### [DATA FOR PROCESSING]
----

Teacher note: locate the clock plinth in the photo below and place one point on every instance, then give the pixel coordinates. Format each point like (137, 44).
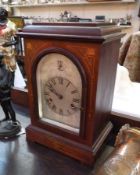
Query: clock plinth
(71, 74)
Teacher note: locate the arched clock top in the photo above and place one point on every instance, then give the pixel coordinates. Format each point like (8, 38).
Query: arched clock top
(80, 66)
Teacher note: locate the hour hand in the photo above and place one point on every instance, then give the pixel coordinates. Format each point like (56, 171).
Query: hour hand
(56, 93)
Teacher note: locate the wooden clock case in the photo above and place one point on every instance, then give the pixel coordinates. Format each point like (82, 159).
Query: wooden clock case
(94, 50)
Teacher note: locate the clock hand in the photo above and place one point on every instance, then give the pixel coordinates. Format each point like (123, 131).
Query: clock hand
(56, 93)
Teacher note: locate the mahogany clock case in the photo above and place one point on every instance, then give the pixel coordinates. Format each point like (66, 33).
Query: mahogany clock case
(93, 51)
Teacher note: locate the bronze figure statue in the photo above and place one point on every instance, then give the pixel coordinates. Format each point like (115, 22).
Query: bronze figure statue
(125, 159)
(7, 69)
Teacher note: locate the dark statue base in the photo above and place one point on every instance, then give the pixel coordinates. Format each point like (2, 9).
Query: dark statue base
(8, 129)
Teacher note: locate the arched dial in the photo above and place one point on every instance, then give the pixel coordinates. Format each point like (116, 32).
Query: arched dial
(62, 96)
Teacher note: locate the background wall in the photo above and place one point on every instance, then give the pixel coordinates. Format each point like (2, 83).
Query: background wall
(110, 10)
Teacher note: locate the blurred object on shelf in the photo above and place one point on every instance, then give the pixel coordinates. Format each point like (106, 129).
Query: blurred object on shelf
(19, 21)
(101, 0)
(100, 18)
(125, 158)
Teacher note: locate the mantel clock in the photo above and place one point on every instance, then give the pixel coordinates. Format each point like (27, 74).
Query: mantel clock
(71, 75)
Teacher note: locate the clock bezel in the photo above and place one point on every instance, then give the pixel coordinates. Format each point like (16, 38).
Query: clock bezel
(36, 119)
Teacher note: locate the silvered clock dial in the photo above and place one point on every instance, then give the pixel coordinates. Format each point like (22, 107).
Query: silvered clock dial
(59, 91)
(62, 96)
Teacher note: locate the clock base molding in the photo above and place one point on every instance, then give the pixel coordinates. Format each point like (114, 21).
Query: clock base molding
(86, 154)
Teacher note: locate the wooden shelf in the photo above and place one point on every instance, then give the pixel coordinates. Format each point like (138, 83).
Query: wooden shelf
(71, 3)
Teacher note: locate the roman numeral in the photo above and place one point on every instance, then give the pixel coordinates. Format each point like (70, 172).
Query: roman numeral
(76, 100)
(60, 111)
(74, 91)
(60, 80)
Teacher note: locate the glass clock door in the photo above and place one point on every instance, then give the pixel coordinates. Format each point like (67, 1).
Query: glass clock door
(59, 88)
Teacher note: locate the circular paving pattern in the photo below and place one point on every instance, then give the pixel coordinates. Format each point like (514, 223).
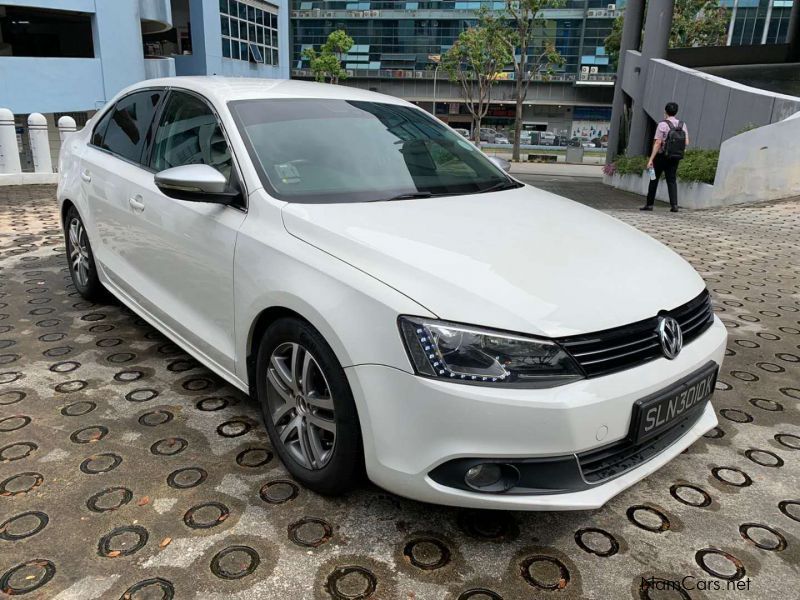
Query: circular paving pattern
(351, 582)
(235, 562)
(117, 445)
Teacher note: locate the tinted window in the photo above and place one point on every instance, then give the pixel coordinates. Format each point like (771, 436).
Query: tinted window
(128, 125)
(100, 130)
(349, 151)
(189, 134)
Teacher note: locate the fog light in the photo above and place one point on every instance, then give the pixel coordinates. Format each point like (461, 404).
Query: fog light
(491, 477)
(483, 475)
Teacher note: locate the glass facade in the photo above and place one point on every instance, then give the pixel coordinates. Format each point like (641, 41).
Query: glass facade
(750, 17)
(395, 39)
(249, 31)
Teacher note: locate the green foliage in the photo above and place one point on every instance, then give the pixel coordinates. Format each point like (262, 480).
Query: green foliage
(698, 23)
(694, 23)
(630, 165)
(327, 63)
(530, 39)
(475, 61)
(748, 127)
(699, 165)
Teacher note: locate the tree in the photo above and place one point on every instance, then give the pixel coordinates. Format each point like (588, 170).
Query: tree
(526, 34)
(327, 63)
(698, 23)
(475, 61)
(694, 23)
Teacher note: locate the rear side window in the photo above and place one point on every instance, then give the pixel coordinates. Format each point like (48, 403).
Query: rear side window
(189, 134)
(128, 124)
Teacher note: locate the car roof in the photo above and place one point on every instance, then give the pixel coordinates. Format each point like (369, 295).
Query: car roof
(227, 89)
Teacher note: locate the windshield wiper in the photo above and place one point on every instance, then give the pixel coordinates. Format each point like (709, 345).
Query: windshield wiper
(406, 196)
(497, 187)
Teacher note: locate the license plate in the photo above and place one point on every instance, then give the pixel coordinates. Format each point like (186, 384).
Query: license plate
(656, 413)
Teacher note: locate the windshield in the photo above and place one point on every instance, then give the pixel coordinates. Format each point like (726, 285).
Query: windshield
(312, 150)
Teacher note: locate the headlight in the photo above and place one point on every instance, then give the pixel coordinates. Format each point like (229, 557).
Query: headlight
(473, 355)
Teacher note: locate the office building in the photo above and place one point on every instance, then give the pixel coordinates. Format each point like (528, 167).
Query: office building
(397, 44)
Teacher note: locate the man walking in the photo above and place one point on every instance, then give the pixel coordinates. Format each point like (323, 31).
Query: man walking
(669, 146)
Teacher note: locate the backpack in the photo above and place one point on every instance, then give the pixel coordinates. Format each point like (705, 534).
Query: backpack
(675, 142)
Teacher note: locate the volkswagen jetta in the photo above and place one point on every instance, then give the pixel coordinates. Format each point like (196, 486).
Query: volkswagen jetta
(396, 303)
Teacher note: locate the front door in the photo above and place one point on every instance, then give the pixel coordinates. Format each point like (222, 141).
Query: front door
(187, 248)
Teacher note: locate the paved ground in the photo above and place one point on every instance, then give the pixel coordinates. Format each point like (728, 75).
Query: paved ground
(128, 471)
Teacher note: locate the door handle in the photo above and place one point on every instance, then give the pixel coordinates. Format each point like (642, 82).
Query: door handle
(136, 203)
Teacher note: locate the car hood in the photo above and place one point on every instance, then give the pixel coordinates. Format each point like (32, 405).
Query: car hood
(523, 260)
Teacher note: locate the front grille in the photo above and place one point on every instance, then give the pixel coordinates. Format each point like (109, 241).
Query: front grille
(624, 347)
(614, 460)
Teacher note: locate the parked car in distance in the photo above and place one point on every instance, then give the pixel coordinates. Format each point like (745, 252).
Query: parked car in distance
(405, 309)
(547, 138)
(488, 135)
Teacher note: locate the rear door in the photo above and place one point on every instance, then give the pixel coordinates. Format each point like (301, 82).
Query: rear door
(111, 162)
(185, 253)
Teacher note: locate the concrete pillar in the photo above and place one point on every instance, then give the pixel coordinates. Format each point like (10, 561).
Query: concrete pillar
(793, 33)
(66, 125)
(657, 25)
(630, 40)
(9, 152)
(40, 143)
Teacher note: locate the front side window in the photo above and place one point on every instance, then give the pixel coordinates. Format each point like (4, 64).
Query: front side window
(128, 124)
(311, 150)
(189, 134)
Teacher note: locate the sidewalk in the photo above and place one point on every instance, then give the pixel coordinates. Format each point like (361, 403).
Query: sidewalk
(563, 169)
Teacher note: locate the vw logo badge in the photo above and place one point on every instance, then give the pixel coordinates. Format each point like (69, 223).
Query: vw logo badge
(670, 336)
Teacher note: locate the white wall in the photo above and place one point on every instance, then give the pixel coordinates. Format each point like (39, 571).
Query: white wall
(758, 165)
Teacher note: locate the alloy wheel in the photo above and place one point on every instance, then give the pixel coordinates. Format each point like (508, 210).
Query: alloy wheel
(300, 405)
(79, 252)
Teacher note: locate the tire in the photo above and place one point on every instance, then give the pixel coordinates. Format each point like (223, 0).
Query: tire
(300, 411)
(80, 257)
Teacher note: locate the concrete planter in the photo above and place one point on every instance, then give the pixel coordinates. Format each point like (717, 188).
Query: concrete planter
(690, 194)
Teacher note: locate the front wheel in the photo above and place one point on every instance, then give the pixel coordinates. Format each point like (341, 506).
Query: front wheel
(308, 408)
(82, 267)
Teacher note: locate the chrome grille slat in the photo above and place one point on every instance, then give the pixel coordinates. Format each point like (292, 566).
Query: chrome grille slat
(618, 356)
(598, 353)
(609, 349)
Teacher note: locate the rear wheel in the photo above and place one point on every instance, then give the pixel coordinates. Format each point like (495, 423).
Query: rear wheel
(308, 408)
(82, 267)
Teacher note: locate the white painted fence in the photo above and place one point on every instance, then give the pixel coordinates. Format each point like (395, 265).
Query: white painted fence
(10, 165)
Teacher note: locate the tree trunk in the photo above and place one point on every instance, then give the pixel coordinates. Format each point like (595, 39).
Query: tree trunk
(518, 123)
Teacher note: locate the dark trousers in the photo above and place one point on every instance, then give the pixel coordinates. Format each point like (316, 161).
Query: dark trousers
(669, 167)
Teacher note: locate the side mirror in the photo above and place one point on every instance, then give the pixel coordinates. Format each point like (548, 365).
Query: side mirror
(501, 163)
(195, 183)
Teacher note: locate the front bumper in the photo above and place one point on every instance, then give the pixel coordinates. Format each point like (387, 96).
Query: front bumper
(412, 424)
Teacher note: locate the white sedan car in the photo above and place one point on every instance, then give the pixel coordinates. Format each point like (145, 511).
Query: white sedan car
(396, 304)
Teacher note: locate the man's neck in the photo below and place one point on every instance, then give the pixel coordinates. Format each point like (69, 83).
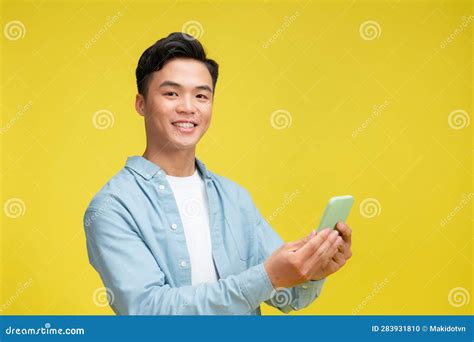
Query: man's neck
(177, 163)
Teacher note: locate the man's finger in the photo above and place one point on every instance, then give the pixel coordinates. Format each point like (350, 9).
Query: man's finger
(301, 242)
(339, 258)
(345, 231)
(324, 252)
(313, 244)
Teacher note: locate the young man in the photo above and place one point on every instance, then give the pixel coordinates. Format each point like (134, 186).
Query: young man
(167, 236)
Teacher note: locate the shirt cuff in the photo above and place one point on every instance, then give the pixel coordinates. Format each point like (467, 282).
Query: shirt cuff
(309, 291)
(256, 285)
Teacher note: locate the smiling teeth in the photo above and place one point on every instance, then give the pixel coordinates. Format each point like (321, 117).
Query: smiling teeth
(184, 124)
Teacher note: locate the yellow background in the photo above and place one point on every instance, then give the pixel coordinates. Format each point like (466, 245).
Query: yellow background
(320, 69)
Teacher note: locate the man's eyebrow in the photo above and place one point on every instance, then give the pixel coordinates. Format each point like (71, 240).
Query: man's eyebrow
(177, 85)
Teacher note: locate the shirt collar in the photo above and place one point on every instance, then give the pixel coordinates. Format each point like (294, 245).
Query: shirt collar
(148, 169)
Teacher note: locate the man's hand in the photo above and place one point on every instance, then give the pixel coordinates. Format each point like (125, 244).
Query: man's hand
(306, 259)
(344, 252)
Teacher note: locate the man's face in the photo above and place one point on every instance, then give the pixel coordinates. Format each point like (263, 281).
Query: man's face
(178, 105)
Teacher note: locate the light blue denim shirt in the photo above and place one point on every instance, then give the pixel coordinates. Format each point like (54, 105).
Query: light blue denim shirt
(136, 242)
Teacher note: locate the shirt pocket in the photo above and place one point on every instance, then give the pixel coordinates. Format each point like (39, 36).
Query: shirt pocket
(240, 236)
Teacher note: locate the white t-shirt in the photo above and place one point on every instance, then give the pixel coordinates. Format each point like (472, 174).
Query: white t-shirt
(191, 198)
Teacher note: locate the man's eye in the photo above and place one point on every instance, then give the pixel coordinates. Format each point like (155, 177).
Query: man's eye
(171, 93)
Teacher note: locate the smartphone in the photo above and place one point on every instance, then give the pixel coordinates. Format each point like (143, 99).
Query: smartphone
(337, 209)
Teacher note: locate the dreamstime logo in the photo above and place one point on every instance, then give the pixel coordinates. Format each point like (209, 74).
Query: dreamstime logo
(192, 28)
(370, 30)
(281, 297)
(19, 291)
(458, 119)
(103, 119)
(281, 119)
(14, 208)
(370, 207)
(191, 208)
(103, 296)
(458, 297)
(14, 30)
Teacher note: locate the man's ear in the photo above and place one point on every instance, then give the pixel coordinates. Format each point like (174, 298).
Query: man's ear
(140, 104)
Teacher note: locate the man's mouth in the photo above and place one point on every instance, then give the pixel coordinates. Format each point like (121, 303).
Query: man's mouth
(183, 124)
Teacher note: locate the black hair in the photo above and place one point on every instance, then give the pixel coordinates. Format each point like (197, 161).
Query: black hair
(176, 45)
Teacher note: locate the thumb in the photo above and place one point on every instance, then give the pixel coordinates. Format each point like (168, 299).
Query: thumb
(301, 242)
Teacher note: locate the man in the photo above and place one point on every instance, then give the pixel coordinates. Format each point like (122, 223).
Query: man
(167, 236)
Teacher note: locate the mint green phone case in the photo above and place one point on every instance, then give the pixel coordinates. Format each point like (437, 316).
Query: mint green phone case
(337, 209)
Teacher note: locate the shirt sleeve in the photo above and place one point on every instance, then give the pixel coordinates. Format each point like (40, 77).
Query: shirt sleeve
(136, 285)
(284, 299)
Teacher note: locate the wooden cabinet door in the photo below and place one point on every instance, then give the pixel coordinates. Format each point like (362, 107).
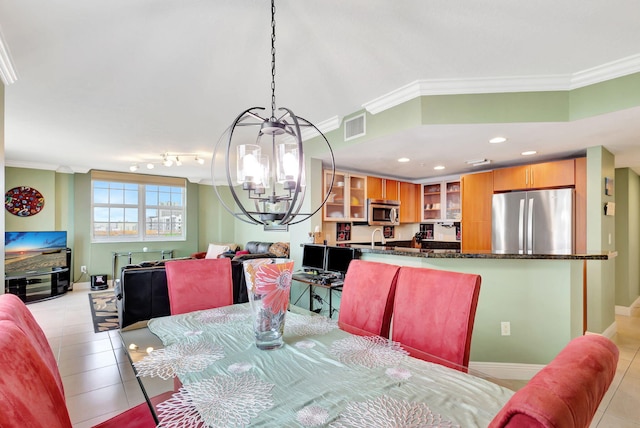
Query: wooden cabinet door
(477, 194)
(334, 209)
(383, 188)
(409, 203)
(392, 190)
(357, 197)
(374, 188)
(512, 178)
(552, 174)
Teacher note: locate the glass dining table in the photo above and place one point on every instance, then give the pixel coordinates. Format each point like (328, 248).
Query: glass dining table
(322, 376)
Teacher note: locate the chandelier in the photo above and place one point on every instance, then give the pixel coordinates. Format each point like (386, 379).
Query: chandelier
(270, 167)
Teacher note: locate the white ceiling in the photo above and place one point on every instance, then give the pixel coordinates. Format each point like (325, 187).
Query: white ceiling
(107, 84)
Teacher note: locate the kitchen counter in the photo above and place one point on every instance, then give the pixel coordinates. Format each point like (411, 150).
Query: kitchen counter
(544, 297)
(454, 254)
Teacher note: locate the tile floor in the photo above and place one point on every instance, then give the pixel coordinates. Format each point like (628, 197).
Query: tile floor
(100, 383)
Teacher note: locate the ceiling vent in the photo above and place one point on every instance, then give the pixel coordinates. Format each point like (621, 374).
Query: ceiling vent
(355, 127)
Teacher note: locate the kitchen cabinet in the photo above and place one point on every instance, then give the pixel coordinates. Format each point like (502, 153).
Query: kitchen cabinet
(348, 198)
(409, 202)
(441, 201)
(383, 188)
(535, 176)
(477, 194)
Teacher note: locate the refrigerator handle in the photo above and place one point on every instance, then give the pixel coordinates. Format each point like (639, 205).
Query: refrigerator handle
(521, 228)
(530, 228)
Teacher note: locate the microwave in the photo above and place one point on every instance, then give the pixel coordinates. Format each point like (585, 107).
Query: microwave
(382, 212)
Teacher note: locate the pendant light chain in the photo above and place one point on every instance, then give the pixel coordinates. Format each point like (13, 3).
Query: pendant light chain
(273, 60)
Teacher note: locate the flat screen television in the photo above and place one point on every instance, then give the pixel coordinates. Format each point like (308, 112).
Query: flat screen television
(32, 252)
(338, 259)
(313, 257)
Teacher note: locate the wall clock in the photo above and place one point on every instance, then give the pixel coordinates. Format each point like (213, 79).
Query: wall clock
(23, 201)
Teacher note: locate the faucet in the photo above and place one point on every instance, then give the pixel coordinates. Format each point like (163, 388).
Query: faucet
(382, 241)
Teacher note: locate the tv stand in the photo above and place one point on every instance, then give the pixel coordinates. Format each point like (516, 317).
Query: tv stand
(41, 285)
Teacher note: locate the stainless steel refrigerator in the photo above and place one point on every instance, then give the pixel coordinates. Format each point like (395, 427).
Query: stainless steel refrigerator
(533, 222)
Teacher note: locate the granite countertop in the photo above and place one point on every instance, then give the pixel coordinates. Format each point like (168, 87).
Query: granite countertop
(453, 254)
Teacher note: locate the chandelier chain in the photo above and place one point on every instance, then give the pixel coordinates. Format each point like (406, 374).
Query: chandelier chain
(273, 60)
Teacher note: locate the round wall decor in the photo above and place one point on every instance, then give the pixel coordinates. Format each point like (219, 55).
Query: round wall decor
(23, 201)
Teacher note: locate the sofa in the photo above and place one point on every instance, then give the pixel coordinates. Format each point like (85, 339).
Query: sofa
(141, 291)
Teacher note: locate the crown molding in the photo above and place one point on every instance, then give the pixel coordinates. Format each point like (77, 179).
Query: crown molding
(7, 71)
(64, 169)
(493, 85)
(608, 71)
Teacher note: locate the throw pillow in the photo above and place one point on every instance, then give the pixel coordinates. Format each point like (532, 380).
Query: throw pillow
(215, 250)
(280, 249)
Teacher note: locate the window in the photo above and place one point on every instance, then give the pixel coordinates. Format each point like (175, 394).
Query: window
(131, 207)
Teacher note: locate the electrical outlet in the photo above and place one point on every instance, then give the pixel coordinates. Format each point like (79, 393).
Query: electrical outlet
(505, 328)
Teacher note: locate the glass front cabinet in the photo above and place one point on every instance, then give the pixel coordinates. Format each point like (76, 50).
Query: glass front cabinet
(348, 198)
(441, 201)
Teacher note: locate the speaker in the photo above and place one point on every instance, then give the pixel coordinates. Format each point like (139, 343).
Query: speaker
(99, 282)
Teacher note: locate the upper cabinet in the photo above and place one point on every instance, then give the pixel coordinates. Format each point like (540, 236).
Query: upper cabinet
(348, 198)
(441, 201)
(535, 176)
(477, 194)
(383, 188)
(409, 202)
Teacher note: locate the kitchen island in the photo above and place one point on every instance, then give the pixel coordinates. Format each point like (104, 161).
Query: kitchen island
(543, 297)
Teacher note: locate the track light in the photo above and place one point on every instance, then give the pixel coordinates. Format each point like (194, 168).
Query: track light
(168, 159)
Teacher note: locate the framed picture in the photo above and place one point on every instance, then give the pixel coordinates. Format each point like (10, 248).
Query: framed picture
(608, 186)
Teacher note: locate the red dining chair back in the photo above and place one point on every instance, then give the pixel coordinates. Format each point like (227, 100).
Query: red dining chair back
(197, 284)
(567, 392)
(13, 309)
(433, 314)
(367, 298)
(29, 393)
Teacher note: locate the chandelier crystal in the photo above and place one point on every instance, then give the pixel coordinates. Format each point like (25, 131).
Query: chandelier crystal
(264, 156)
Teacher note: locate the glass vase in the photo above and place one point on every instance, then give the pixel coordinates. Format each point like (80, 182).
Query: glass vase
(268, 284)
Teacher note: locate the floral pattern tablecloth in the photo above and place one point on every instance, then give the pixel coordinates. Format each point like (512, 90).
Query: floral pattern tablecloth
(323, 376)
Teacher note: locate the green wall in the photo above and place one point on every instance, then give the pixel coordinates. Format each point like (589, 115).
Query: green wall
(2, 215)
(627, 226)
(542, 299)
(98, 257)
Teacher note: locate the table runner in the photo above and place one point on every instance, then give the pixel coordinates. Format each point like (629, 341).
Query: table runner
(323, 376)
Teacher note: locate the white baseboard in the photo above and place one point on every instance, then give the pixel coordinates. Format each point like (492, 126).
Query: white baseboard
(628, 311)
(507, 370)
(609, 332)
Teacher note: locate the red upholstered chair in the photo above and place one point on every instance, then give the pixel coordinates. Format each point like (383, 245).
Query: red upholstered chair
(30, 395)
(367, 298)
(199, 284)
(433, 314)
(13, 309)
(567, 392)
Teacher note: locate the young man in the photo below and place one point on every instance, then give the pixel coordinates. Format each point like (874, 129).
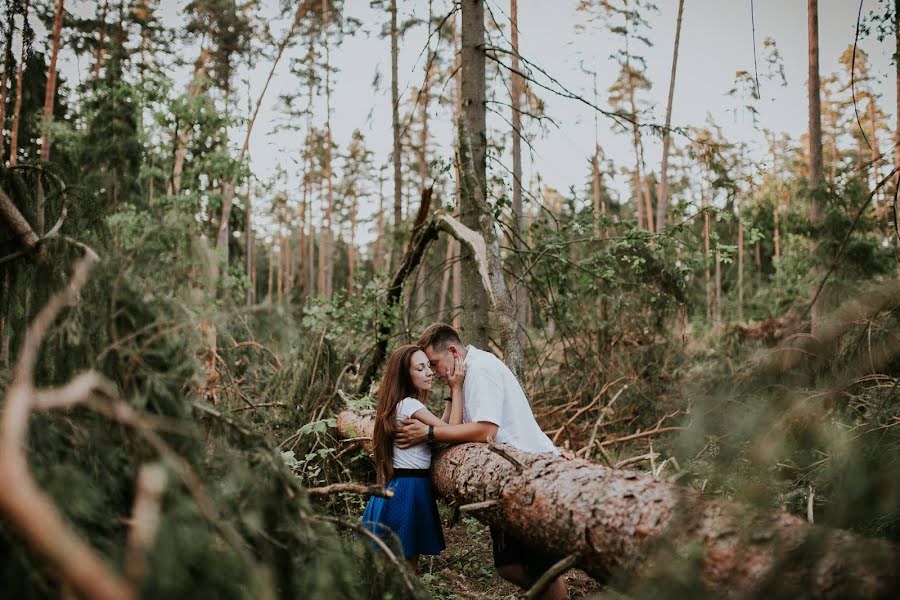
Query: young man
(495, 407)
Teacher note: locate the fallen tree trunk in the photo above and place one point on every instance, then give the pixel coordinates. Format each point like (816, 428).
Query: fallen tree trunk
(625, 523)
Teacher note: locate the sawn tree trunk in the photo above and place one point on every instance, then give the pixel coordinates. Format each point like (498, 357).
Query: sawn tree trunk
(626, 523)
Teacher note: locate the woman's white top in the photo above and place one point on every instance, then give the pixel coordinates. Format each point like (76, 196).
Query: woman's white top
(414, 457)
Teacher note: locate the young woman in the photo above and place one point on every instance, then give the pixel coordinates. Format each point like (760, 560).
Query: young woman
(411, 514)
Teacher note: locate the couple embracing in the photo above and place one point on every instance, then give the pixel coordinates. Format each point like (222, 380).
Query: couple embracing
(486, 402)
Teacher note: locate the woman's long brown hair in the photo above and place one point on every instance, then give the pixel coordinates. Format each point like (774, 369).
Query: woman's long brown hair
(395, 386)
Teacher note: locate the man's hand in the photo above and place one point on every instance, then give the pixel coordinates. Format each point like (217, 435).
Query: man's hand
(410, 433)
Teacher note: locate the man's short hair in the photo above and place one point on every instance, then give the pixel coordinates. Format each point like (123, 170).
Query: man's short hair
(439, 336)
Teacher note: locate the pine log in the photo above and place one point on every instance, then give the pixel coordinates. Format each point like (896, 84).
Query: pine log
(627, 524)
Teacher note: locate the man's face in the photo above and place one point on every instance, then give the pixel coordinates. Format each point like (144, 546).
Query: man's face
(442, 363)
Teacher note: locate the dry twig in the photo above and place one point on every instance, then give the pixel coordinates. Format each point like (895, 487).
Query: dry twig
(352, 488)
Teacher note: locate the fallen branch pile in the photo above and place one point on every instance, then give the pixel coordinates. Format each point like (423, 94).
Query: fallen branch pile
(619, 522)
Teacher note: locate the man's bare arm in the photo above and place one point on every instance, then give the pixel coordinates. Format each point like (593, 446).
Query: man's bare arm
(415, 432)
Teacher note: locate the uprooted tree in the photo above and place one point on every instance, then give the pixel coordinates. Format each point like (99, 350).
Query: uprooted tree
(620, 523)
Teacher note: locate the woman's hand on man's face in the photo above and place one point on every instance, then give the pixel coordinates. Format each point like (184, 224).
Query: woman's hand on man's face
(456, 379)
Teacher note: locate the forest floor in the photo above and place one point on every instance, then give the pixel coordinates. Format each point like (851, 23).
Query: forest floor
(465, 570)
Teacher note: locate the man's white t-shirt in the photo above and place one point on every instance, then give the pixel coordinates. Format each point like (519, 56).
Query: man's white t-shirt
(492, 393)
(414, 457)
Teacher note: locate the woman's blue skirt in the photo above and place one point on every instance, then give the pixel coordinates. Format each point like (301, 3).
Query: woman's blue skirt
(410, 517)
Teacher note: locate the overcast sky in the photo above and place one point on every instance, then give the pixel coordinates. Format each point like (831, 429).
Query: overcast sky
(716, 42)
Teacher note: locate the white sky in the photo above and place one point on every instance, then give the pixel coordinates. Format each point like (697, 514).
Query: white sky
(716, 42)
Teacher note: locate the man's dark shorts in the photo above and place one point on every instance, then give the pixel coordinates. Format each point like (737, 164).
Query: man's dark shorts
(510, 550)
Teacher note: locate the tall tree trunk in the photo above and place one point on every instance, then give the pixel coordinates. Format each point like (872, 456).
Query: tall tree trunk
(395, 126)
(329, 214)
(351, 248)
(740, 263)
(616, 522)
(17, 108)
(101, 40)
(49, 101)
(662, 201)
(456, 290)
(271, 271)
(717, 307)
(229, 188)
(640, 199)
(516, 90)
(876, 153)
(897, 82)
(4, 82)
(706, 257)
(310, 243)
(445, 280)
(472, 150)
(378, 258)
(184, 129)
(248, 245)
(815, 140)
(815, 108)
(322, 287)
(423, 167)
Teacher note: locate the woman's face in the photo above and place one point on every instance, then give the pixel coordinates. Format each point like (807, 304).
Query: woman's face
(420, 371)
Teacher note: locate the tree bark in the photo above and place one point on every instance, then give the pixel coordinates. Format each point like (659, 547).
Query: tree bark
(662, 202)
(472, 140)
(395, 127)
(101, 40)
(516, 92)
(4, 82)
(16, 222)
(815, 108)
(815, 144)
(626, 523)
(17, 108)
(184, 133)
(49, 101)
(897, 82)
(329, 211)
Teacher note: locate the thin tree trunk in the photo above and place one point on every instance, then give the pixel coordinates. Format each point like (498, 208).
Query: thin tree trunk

----

Working from the data above, extract solely the lines from the one containing "Teacher note: locate the car hood" through the one containing "Teacher note: locate the front grille", exactly as they appear, both included.

### [RESULT FOR THIS EXERCISE]
Teacher note: locate the car hood in the photo above and place one point on every instance, then give the pixel coordinates. Format each point like (32, 405).
Query: car hood
(523, 260)
Teacher note: locate the front grille in the photo above and place one point on every instance, then give the pixel coordinates. Format each point like (109, 241).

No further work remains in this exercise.